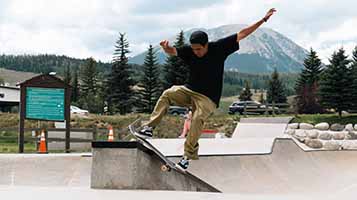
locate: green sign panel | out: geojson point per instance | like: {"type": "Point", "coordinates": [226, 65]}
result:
{"type": "Point", "coordinates": [45, 103]}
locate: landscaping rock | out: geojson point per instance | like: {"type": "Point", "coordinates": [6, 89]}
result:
{"type": "Point", "coordinates": [322, 126]}
{"type": "Point", "coordinates": [300, 135]}
{"type": "Point", "coordinates": [306, 126]}
{"type": "Point", "coordinates": [312, 134]}
{"type": "Point", "coordinates": [349, 127]}
{"type": "Point", "coordinates": [332, 145]}
{"type": "Point", "coordinates": [290, 131]}
{"type": "Point", "coordinates": [339, 135]}
{"type": "Point", "coordinates": [351, 135]}
{"type": "Point", "coordinates": [349, 144]}
{"type": "Point", "coordinates": [313, 143]}
{"type": "Point", "coordinates": [325, 135]}
{"type": "Point", "coordinates": [293, 126]}
{"type": "Point", "coordinates": [337, 127]}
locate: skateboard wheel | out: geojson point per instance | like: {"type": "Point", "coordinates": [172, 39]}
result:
{"type": "Point", "coordinates": [165, 168]}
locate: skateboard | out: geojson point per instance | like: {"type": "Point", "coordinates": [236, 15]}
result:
{"type": "Point", "coordinates": [167, 165]}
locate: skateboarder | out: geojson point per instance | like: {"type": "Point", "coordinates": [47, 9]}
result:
{"type": "Point", "coordinates": [203, 90]}
{"type": "Point", "coordinates": [186, 125]}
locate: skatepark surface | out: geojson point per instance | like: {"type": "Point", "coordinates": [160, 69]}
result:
{"type": "Point", "coordinates": [286, 173]}
{"type": "Point", "coordinates": [278, 170]}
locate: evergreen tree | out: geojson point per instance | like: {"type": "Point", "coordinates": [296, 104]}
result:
{"type": "Point", "coordinates": [276, 91]}
{"type": "Point", "coordinates": [354, 78]}
{"type": "Point", "coordinates": [176, 72]}
{"type": "Point", "coordinates": [67, 75]}
{"type": "Point", "coordinates": [150, 82]}
{"type": "Point", "coordinates": [307, 85]}
{"type": "Point", "coordinates": [90, 97]}
{"type": "Point", "coordinates": [245, 94]}
{"type": "Point", "coordinates": [2, 82]}
{"type": "Point", "coordinates": [120, 97]}
{"type": "Point", "coordinates": [261, 98]}
{"type": "Point", "coordinates": [75, 86]}
{"type": "Point", "coordinates": [89, 77]}
{"type": "Point", "coordinates": [336, 83]}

·····

What is asked:
Can you give the items again from the line with "locate: skateboard wheel" through the end of the items, swapping "skatepark surface" for "skatepark floor" and leaving everything else unchanged?

Solution to this task:
locate: skateboard wheel | out: geojson point per instance | like: {"type": "Point", "coordinates": [172, 39]}
result:
{"type": "Point", "coordinates": [165, 168]}
locate: skateboard | out: geojson point per instance | like: {"type": "Point", "coordinates": [236, 15]}
result:
{"type": "Point", "coordinates": [167, 165]}
locate: skateboarder | out: geojson point per instance | like: {"type": "Point", "coordinates": [47, 9]}
result:
{"type": "Point", "coordinates": [203, 90]}
{"type": "Point", "coordinates": [186, 125]}
locate: skatepark floor | out: geojson point per instance | like: {"type": "Point", "coordinates": [160, 69]}
result:
{"type": "Point", "coordinates": [286, 173]}
{"type": "Point", "coordinates": [278, 170]}
locate: evergreen tree | out: geojson point per instance | like: {"type": "Point", "coordinates": [296, 104]}
result:
{"type": "Point", "coordinates": [276, 91]}
{"type": "Point", "coordinates": [354, 78]}
{"type": "Point", "coordinates": [176, 72]}
{"type": "Point", "coordinates": [67, 75]}
{"type": "Point", "coordinates": [150, 82]}
{"type": "Point", "coordinates": [307, 85]}
{"type": "Point", "coordinates": [90, 97]}
{"type": "Point", "coordinates": [245, 94]}
{"type": "Point", "coordinates": [2, 82]}
{"type": "Point", "coordinates": [120, 97]}
{"type": "Point", "coordinates": [261, 98]}
{"type": "Point", "coordinates": [75, 86]}
{"type": "Point", "coordinates": [89, 77]}
{"type": "Point", "coordinates": [336, 83]}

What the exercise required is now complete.